• **Отрывок**:
+ + + + +

Согласно этому новому взгляду, для предотвращения стратегических провалов Первой и Второй мировых войн США должны были обеспечить свое военное присутствие в ключевых стратегических регионах мира и обладать потенциалом глобального проецирования мощи, достаточным для подавления агрессора в любом из этих регионов. В соответствии с выкладками резко усилившей свое влияние в годы войны геополитической школы (Г. Маккиндер, Н. Спайкман) и с учетом опыта обеих мировых войн ключом к мировому балансу сил и главным источником стратегических угроз стало считаться сухопутное пространство Евразии, контроль над которым со стороны враждебного Соединенным Штатам государ-
ства или коалиции государств представлялся недопустимой угрозой жизненным интересам Америки.
Особое хождение (прежде всего среди командования ВВС и ВМС) получил тезис Н. Спайкмана о ключевой стратегической роли «окаймлений» (rimlands) Евразии, с которых можно было проецировать военную мощь вглубь евразийского пространства, труднодоступного для постоянного военного присутствия США [36, p. 462]. Уже первый план создания заграничных военных баз на послевоенный период, подготовленный в 1943 г., предусматривал расширение стратегического периметра обороны США за пределы Западного полушария путем обеспечения доминирования в Атлантике и Тихом океане, а также на Дальнем Востоке. К осени 1945 г. КНШ разработал еще более амбициозный план послевоенного базирования, в котором район дислокации только главных опорных баз охватывал акваторию Тихого океана (от Новой Зеландии через Филиппины к Аляске и Алеутовым островам), арктический воздушный коридор (Ньюфаундленд и Исландия), Восточную Атлантику (Азорские острова), Карибский бассейн и зону Панамского канала. Кроме того, планировалась глобальная сеть баз второго и вспомогательного эшелона. Надлежало также обеспечить постоянные права на авиатранзит по линии Манила — Бангкок — Рангун — Калькутта — Дели — Карачи — Дахран — Каир — Триполи — Касабланка [33, p. 56—59].
Эта глобальная военная инфраструктура должна была обеспечить не только защиту США от нападения извне, но и возможность разгрома противника в любом районе земного шара. Что не менее важно, создавалась глубина обороны, препятствующая превращению территории самих Соединенных Штатов в театр военных действий. Как объяснял своим коллегам глава оперативного управления штаба сухопутных сил генерал Дж. Линкольн, «нам придется идти на военное вмешательство в Европе или Азии, поскольку мы не планируем оказаться в ситуации, когда военные действия будут развертываться в США» [18].
Идеологической основой этих военных планов стала идея глобального лидерства Америки как необходимого условия поддержания мировой стабильности и предотвращения новой мировой войны. Традиционное для заокеанской республики мессианство с его уверенностью в универсальности американских принципов и благости американской мощи теперь сплеталось с новым ощущением безграничных возможностей страны, вышедшей из потрясений мирового кризиса и войны сильнейшей в мире державой [26, а 566—569]. Другой традиционный принцип американской стратегии — свобода рук (оборачивавшийся недоверием к коллективному обеспечению безопасности, в том числе в рамках создававшейся ООН) сочетался с новым убеждением, вынесенным
военно-политической элитой страны из суммарного опыта обеих мировых войн: без лидерства (и присмотра) США Старый Свет вновь станет жертвой своих периодических безумств, от которых спасать его опять придется Америке.

+ + + + +

• **Строки данных**:
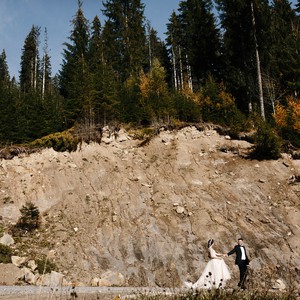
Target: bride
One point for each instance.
(215, 274)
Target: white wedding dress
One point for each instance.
(215, 274)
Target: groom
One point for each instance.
(241, 260)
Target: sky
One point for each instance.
(18, 16)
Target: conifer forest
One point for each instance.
(234, 63)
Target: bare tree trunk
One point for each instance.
(260, 89)
(189, 71)
(35, 71)
(44, 76)
(174, 69)
(181, 68)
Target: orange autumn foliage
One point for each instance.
(288, 115)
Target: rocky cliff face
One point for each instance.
(148, 211)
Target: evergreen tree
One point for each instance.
(243, 42)
(104, 79)
(174, 42)
(75, 81)
(285, 58)
(158, 50)
(29, 75)
(124, 36)
(4, 73)
(200, 39)
(45, 68)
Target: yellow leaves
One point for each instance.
(288, 115)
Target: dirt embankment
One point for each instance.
(148, 211)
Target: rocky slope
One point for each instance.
(147, 211)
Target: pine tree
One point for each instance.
(200, 41)
(104, 79)
(29, 75)
(285, 58)
(243, 39)
(45, 67)
(75, 81)
(174, 42)
(124, 36)
(4, 73)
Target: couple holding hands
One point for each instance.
(216, 272)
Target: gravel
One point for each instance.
(82, 292)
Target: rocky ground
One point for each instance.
(146, 210)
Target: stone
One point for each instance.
(9, 274)
(7, 240)
(18, 261)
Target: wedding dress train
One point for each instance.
(215, 274)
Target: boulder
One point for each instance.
(9, 274)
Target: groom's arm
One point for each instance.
(232, 251)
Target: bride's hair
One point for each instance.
(210, 242)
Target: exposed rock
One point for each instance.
(52, 279)
(146, 210)
(18, 261)
(28, 276)
(32, 265)
(9, 274)
(110, 278)
(7, 240)
(279, 285)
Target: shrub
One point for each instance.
(44, 265)
(5, 254)
(267, 143)
(60, 141)
(29, 219)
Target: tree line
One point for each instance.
(223, 67)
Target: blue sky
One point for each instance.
(18, 16)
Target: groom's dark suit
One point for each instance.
(241, 263)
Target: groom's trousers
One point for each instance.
(243, 273)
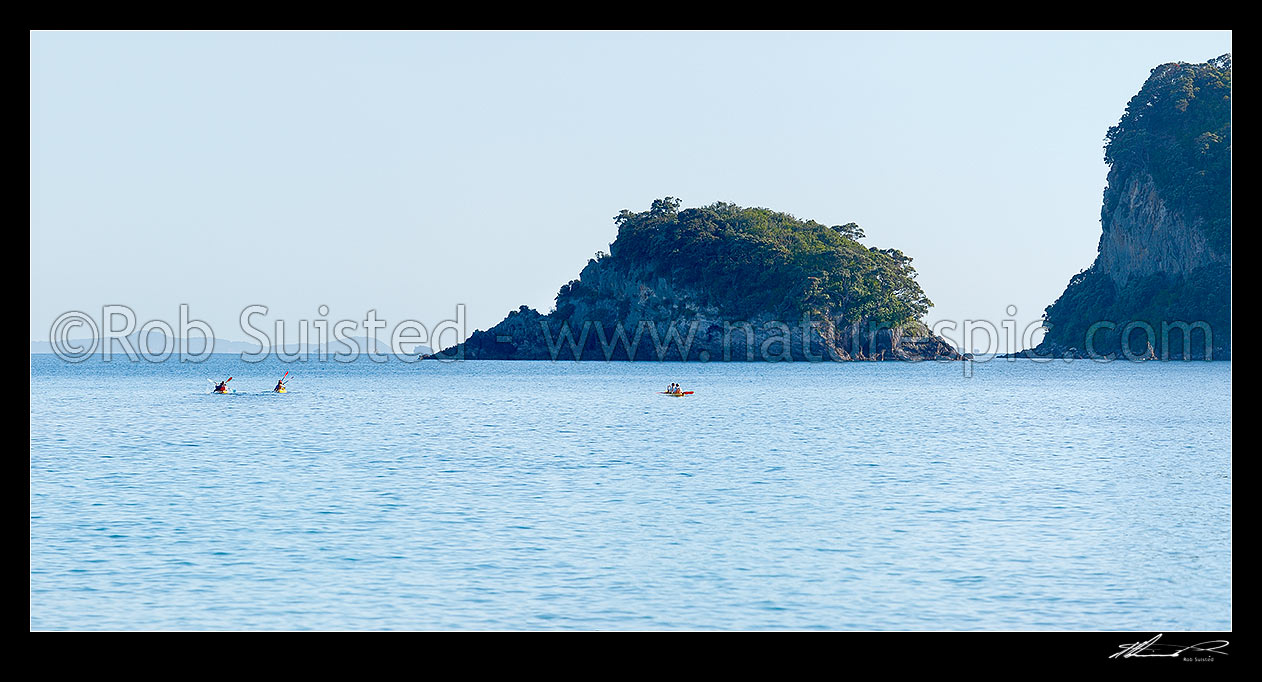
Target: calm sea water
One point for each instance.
(535, 495)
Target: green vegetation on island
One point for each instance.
(1162, 275)
(722, 282)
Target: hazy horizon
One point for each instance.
(413, 172)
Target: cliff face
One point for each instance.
(1160, 284)
(1144, 236)
(723, 284)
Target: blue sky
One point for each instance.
(409, 172)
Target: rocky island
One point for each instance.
(725, 283)
(1161, 283)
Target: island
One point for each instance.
(1161, 284)
(725, 283)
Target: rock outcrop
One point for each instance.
(1160, 286)
(725, 283)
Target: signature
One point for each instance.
(1167, 651)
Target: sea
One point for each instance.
(1001, 495)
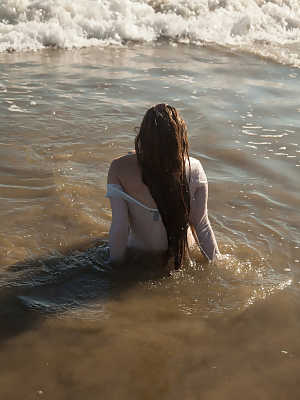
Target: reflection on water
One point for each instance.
(209, 329)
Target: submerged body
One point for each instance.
(136, 222)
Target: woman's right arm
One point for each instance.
(119, 229)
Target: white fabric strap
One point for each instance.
(115, 190)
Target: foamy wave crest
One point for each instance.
(270, 28)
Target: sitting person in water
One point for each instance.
(158, 194)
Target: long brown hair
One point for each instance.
(161, 147)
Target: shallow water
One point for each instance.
(206, 331)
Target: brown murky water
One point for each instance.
(212, 332)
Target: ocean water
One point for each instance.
(75, 80)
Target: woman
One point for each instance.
(158, 194)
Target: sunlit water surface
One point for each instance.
(207, 331)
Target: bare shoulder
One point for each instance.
(120, 167)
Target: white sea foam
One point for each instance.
(270, 28)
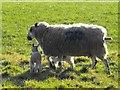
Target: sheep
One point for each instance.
(35, 60)
(56, 60)
(72, 40)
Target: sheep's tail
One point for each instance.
(108, 38)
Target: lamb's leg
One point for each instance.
(50, 64)
(106, 65)
(55, 62)
(31, 66)
(60, 63)
(39, 66)
(94, 62)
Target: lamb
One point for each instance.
(72, 40)
(56, 60)
(35, 60)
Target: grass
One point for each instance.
(17, 17)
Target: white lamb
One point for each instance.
(56, 60)
(35, 60)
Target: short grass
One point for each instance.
(17, 17)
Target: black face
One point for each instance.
(29, 38)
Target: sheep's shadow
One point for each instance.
(47, 73)
(41, 76)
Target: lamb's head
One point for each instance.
(37, 28)
(35, 48)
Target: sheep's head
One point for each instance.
(34, 29)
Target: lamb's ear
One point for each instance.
(36, 24)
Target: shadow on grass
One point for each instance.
(41, 76)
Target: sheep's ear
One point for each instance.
(36, 24)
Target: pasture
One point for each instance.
(17, 17)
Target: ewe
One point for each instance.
(71, 40)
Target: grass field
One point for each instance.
(17, 17)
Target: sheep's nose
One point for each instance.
(29, 38)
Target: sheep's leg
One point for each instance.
(94, 62)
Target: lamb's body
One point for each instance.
(71, 40)
(56, 60)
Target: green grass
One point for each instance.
(17, 17)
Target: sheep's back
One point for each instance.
(72, 41)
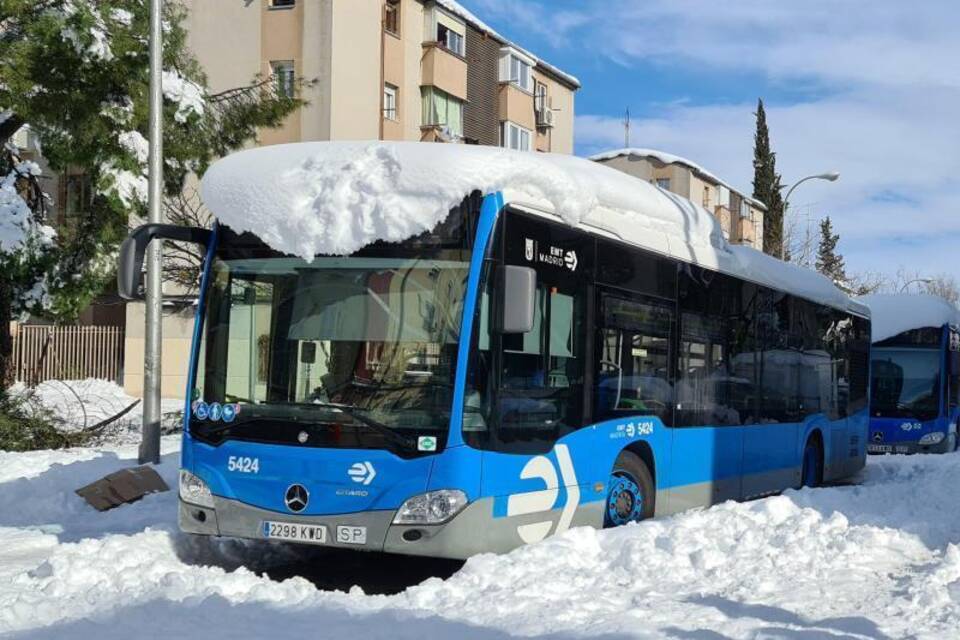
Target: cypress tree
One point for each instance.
(767, 186)
(829, 261)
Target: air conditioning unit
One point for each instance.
(545, 118)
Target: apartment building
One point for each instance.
(740, 216)
(425, 70)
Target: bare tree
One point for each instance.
(945, 286)
(182, 261)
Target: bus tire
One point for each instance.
(811, 474)
(631, 494)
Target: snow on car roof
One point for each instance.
(335, 197)
(670, 158)
(893, 314)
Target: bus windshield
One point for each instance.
(906, 382)
(339, 351)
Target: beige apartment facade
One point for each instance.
(418, 70)
(740, 216)
(387, 69)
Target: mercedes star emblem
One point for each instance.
(296, 498)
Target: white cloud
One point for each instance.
(884, 113)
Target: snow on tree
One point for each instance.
(77, 71)
(767, 186)
(829, 261)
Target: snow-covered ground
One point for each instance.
(878, 560)
(82, 404)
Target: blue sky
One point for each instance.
(867, 88)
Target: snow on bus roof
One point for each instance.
(892, 314)
(335, 197)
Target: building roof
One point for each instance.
(459, 10)
(335, 197)
(895, 313)
(669, 158)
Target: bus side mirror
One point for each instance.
(518, 295)
(130, 260)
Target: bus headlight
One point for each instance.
(433, 507)
(194, 490)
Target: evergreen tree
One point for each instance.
(767, 186)
(829, 261)
(77, 71)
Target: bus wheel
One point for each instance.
(812, 474)
(630, 492)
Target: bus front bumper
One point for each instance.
(457, 538)
(944, 446)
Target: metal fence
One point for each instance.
(46, 352)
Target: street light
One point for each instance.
(909, 282)
(830, 176)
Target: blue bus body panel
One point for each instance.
(907, 430)
(381, 480)
(895, 431)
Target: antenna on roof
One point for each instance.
(626, 129)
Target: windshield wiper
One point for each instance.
(376, 425)
(350, 410)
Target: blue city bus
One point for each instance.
(915, 376)
(505, 376)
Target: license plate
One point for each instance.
(348, 534)
(293, 532)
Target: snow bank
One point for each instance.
(80, 404)
(868, 561)
(335, 197)
(893, 313)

+ + + + +

• **Список заданий**:
1/ Ответьте по отрывку на вопросы:
(a) В каком году был подготовлен первый план создания заграничных военных баз на послевоенный период?
(b) Какие острова названы как место главных опорных баз в Восточной Атлантике?
(c) Какую должность занимал генерал Дж. Линкольн?
2/ Перепишите из отрывка без изменений фрагмент, который начинается со слов «Согласно этому новому» и заканчивается словами «жизненным интересам Америки.».
3/ Согласуются ли с отрывком следующие утверждения? На каждое ответьте «да» или «нет» и приведите решающие слова отрывка дословно.
(a) Тезис о ключевой роли «окаймлений» Евразии принадлежал Г. Маккиндеру.
(b) Глобальная военная инфраструктура должна была защищать США от нападения извне.
(c) Линия авиатранзита проходила через Каир.

• **Ответы**:
1/
(a) В 1943 г.
(b) Азорские острова.
(c) Глава оперативного управления штаба сухопутных сил.

2/
Согласно этому новому взгляду, для предотвращения стратегических провалов Первой и Второй мировых войн США должны были обеспечить свое военное присутствие в ключевых стратегических регионах мира и обладать потенциалом глобального проецирования мощи, достаточным для подавления агрессора в любом из этих регионов. В соответствии с выкладками резко усилившей свое влияние в годы войны геополитической школы (Г. Маккиндер, Н. Спайкман) и с учетом опыта обеих мировых войн ключом к мировому балансу сил и главным источником стратегических угроз стало считаться сухопутное пространство Евразии, контроль над которым со стороны враждебного Соединенным Штатам государ-
ства или коалиции государств представлялся недопустимой угрозой жизненным интересам Америки.

3/
(a) Нет: «тезис Н. Спайкмана о ключевой стратегической роли «окаймлений» (rimlands) Евразии».
(b) Да: «должна была обеспечить не только защиту США от нападения извне».
(c) Да: «Дахран — Каир — Триполи».